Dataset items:
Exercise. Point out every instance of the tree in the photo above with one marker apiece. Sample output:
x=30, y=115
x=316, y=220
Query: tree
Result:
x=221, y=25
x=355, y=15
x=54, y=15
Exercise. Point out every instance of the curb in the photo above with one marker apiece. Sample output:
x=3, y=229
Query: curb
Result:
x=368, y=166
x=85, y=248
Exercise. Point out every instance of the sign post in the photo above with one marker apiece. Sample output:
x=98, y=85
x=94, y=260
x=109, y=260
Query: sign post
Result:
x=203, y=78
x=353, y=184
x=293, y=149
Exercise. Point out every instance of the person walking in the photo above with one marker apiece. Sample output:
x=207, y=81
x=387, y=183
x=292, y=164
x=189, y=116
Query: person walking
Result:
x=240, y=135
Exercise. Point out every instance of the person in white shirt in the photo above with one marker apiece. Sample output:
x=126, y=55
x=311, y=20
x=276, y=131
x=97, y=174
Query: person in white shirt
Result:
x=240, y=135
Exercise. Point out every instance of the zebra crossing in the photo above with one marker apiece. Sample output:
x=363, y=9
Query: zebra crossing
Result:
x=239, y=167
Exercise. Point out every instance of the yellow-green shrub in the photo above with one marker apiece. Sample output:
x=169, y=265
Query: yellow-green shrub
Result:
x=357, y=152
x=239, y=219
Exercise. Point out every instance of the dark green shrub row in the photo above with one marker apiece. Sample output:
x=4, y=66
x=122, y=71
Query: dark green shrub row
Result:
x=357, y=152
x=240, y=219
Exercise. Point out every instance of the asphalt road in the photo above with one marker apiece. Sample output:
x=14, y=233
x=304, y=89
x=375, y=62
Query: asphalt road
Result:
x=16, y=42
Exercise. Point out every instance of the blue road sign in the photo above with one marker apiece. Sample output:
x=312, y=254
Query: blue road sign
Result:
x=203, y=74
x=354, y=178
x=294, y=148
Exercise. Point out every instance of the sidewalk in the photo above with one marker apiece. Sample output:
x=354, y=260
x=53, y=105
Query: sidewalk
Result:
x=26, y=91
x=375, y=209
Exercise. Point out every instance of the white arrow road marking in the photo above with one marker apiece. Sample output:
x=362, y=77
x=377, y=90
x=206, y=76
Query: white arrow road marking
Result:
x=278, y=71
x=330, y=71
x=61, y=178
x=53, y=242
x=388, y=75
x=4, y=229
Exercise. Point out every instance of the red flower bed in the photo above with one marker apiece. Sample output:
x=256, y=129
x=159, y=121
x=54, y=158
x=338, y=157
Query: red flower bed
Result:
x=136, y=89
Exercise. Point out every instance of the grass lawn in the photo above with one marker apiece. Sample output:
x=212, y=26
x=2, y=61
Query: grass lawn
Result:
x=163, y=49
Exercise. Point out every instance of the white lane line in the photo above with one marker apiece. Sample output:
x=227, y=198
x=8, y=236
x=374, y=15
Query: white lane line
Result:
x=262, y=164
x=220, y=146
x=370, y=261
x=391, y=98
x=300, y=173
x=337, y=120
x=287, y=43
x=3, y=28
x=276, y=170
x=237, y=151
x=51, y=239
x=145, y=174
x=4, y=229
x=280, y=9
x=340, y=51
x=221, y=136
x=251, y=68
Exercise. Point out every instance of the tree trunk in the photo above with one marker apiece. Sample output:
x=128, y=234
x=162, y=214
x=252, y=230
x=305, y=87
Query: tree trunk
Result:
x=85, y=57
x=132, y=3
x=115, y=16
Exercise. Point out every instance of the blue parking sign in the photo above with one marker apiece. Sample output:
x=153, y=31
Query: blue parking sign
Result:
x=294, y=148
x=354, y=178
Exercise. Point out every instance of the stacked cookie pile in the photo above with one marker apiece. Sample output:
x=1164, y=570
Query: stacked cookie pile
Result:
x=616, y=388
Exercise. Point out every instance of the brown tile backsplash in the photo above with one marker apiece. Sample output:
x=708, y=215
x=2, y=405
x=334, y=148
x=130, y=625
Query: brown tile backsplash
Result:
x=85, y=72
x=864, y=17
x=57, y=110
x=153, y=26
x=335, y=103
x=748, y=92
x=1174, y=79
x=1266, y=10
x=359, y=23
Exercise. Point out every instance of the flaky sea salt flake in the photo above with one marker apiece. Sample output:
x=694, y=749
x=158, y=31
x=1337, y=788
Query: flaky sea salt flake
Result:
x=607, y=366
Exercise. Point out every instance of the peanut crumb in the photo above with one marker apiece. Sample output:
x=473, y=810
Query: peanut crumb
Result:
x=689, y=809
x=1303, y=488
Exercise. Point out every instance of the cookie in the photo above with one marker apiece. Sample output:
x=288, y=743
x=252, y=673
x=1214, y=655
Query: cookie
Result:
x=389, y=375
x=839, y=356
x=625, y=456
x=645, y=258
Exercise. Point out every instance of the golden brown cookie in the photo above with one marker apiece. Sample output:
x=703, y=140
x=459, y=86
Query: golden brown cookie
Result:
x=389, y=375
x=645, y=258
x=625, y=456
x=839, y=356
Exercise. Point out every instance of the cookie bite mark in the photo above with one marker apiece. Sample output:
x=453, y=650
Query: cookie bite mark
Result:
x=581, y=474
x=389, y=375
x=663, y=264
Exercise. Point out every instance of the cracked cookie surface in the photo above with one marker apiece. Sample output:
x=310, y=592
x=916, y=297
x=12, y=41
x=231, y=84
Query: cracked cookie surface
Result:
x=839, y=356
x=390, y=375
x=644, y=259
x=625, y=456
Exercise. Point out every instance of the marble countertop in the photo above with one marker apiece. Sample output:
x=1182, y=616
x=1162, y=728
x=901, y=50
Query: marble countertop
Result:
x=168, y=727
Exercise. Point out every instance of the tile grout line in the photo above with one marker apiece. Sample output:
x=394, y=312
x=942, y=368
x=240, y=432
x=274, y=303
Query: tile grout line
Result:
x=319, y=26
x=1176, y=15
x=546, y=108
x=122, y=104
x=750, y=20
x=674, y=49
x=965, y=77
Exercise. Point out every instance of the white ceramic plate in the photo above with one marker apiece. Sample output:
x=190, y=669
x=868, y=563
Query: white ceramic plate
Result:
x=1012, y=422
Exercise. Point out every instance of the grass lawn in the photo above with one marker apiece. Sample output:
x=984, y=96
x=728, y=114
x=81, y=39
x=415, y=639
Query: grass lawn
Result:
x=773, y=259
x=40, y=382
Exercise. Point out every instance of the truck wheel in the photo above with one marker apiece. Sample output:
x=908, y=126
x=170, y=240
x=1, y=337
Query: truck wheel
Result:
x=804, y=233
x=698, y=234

» Task item
Each of the entries above should be written out again exactly.

» Your response
Exercise. Point out every instance of the tree in the photo above with one marker apiece. Sample output:
x=30, y=115
x=316, y=220
Query: tree
Result:
x=221, y=25
x=355, y=15
x=54, y=15
Exercise. Point out every instance of the curb in the photo above with one marker apiece. Sample output:
x=3, y=229
Query: curb
Result:
x=368, y=166
x=85, y=248
Exercise. Point out every instance of the sign post in the photo above with one marker apiece. Sample output:
x=98, y=85
x=94, y=260
x=109, y=260
Query: sign post
Result:
x=203, y=78
x=353, y=184
x=293, y=149
Exercise. Point out every instance of the person walking in the photo above with one marker apiece. Sample output:
x=207, y=81
x=387, y=183
x=292, y=164
x=189, y=116
Query: person walking
Result:
x=240, y=135
Exercise. Point out every instance of the person in white shirt in the photo above with one marker apiece. Sample output:
x=126, y=55
x=311, y=20
x=276, y=131
x=97, y=174
Query: person in white shirt
Result:
x=240, y=135
Exercise. Point out every instance of the zebra crossing in the photo above with one marker apiece. Sample output:
x=363, y=9
Query: zebra crossing
Result:
x=239, y=167
Exercise. Point out every instance of the yellow-green shrub in the photo above with one marker apiece. Sample output:
x=169, y=265
Query: yellow-green shrub
Result:
x=357, y=152
x=239, y=219
Exercise. Point out every instance of the dark green shrub row in the photo above with one marker apiece. Sample output:
x=4, y=66
x=122, y=71
Query: dark green shrub row
Result:
x=357, y=152
x=240, y=219
Exercise. Point out every instance of the asphalt road in the photo above with one marker apiece. Sample output:
x=14, y=233
x=304, y=89
x=375, y=62
Query: asphalt road
Result:
x=16, y=42
Exercise. Point out every instance of the blue road sign in the photo above with one marker apiece. Sample output:
x=312, y=254
Query: blue road sign
Result:
x=203, y=74
x=354, y=178
x=294, y=148
Exercise. Point out every instance of the sidewalk in the photo above with one marker apiece. Sample output:
x=354, y=260
x=53, y=105
Query: sidewalk
Result:
x=26, y=91
x=375, y=209
Exercise. Point out every instance of the white arrow road marking in the photo above with one marker apiece. Sample output:
x=362, y=77
x=377, y=90
x=206, y=76
Query: white arrow road marking
Result:
x=278, y=71
x=330, y=71
x=61, y=178
x=53, y=242
x=388, y=75
x=4, y=229
Exercise. Point out every instance of the red flower bed in the photo above with one marker apiece. Sample output:
x=256, y=129
x=159, y=121
x=54, y=158
x=338, y=157
Query: red flower bed
Result:
x=136, y=89
Exercise. Point out every instance of the grass lawn in the photo above with one marker apiece. Sample output:
x=212, y=26
x=2, y=61
Query: grass lawn
Result:
x=163, y=49
Exercise. Point out every instance of the white lane line in the photo above with one marker apiece. Sample output:
x=227, y=198
x=8, y=236
x=374, y=15
Query: white lane line
Result:
x=262, y=164
x=220, y=146
x=370, y=261
x=391, y=98
x=300, y=173
x=337, y=120
x=287, y=43
x=3, y=28
x=276, y=170
x=237, y=151
x=51, y=239
x=145, y=174
x=4, y=229
x=280, y=9
x=340, y=51
x=221, y=136
x=251, y=68
Exercise. Point out every instance of the tree trunk in the photo above with one marker apiece. Sample output:
x=128, y=234
x=162, y=214
x=252, y=230
x=305, y=87
Query: tree trunk
Result:
x=85, y=57
x=132, y=3
x=115, y=16
Exercise. Point out every instance of the blue parking sign in the photo above with one marker apiece. Sample output:
x=153, y=31
Query: blue parking sign
Result:
x=294, y=148
x=354, y=178
Exercise. Point out every instance of the stacked cookie pile in the photo above with one marker apiece. Sample output:
x=1164, y=570
Query: stacked cookie pile
Result:
x=616, y=388
Exercise. Point out every instance of the brown tile backsplash in the photo above with one marker apiece. Sample output:
x=708, y=215
x=2, y=405
x=334, y=148
x=130, y=625
Query: brown tile backsplash
Result:
x=85, y=72
x=864, y=17
x=57, y=110
x=153, y=26
x=335, y=103
x=748, y=92
x=1174, y=79
x=1266, y=10
x=359, y=23
Exercise. Point out every instance of the flaky sea salt flake in the photo above with one marker apiece. Sample output:
x=694, y=749
x=158, y=31
x=1337, y=788
Query: flaky sea salt flake
Result:
x=607, y=366
Exercise. Point out every instance of the peanut crumb in the photo above with one marker apiece. Sample output:
x=473, y=810
Query: peanut crumb
Result:
x=689, y=809
x=1303, y=488
Exercise. Point out every instance of the cookie in the photo above with one marker apiece. Sample output:
x=288, y=743
x=252, y=673
x=1214, y=655
Query: cookie
Result:
x=389, y=375
x=839, y=356
x=625, y=456
x=645, y=258
Exercise. Point out every instance of the golden brown cookie in the photo above with one marker apiece. Sample output:
x=703, y=140
x=459, y=86
Query: golden brown cookie
Result:
x=389, y=375
x=645, y=258
x=625, y=456
x=839, y=356
Exercise. Point out every instance of the cookie bite mark in the photo above with one marker apiece. Sample output:
x=453, y=650
Query: cookie bite mark
Result:
x=581, y=474
x=389, y=375
x=663, y=264
Exercise. Point out every instance of the cracked cookie surface in the photo above with one marker apiece. Sample output:
x=310, y=592
x=916, y=297
x=12, y=41
x=231, y=84
Query: cracked cookie surface
Result:
x=839, y=356
x=390, y=375
x=644, y=259
x=625, y=456
Exercise. Point out every instance of the marble countertop in the photo above with one marker apiece. Sample output:
x=1182, y=616
x=1162, y=728
x=901, y=50
Query: marble countertop
Result:
x=168, y=727
Exercise. Point out every instance of the tile grout line in the photo above with one marker apiece. Sample output:
x=394, y=312
x=942, y=368
x=240, y=432
x=274, y=303
Query: tile grout line
Result:
x=319, y=26
x=1176, y=15
x=546, y=108
x=122, y=104
x=750, y=20
x=674, y=49
x=965, y=77
Exercise. Point out every instance of the white ceramic plate in the photo above with one marker apiece. Sample output:
x=190, y=669
x=868, y=563
Query: white ceramic plate
Result:
x=1012, y=422
Exercise. Point out every instance of the grass lawn in the photo above with one marker apiece. Sample output:
x=984, y=96
x=728, y=114
x=81, y=39
x=415, y=639
Query: grass lawn
Result:
x=773, y=259
x=40, y=382
Exercise. Point out every instance of the truck wheel in the photo above with one marker apiece. Sample output:
x=908, y=126
x=170, y=240
x=1, y=337
Query: truck wheel
Result:
x=804, y=233
x=698, y=234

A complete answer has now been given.